● **Tasks for this exercise**:
A) Copy the part of the LinkedIn and Facebook passage that opens with the words containing "A statistical realisation" and closes with "a professional/business environment.".
B) According to the accepted thinking described in the LinkedIn and Facebook passage, what are all the things Facebook is for?
C) Answer these questions from the LinkedIn and Facebook passage:
(i) Where did the statistic that prompted a re-think come from?
(ii) By what factor is Facebook's user base larger than LinkedIn's?
(iii) What share of the entire global population does Facebook now represent?

However in the work environment, LinkedIn still seems to dominate.

The accepted thinking is;

  • LinkedIn is serious, professional and for business
  • Facebook is for friends, family and posting pictures of your cat

And many LinkedIn users seem quite forthright agreeing with this, jumping to defend the integrity of ‘their’ network.

Post something more personal or deemed less professional on LinkedIn, and comments certainly seem to follow.

Personally I also held this view and have always preferred to keep each network quite separate…..  ‘the two shall never meet’ was my approach too…

A statistical realisation

However, a recent statistic from statista has prompted a re-think.

statistic_id272014_global-social-networks-ranked-by-number-of-users-2016

I knew that Facebook dominated, but I was amazed by just how much.

LinkedIn is undoubtedly targeted, tightly focused on its user group and extremely useful in a professional/business environment.

However Facebook has a larger user base than LinkedIn…. not by a bit, but by a huge factor of 16x…. it now represents over 20% of the entire global population.

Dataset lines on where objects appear

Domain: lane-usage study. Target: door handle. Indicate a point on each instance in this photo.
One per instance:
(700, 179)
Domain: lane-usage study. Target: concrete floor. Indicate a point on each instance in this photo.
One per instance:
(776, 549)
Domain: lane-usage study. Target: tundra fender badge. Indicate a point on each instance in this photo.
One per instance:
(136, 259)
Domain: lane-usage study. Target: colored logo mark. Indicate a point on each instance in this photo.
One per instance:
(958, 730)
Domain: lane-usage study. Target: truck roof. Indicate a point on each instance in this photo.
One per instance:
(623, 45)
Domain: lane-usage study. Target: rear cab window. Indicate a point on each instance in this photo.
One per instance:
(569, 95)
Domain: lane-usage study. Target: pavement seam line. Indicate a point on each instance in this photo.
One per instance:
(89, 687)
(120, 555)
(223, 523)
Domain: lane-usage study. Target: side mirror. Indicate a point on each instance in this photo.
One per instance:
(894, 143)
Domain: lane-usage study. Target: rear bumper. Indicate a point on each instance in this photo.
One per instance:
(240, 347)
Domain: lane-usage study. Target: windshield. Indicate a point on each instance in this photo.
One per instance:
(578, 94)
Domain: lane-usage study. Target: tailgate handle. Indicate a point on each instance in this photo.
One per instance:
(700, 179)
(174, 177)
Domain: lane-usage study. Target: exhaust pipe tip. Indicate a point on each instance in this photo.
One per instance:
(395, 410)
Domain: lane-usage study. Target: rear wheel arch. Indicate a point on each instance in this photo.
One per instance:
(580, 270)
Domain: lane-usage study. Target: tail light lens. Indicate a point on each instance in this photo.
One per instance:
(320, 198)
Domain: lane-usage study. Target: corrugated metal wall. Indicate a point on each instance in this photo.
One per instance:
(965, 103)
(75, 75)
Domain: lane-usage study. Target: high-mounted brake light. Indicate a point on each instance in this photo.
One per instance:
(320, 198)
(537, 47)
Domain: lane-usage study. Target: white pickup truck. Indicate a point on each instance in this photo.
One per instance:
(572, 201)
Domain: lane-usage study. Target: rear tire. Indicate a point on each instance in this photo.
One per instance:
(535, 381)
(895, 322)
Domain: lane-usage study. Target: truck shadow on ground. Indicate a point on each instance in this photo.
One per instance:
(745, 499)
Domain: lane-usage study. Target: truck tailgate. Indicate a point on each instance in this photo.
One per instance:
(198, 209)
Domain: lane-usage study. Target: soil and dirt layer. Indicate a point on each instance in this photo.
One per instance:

● **Written answers**:
A)
A statistical realisation

However, a recent statistic from statista has prompted a re-think.

statistic_id272014_global-social-networks-ranked-by-number-of-users-2016

I knew that Facebook dominated, but I was amazed by just how much.

LinkedIn is undoubtedly targeted, tightly focused on its user group and extremely useful in a professional/business environment.

B)
Friends
Family
Posting pictures of your cat

C)
(i) Statista
(ii) 16x
(iii) Over 20%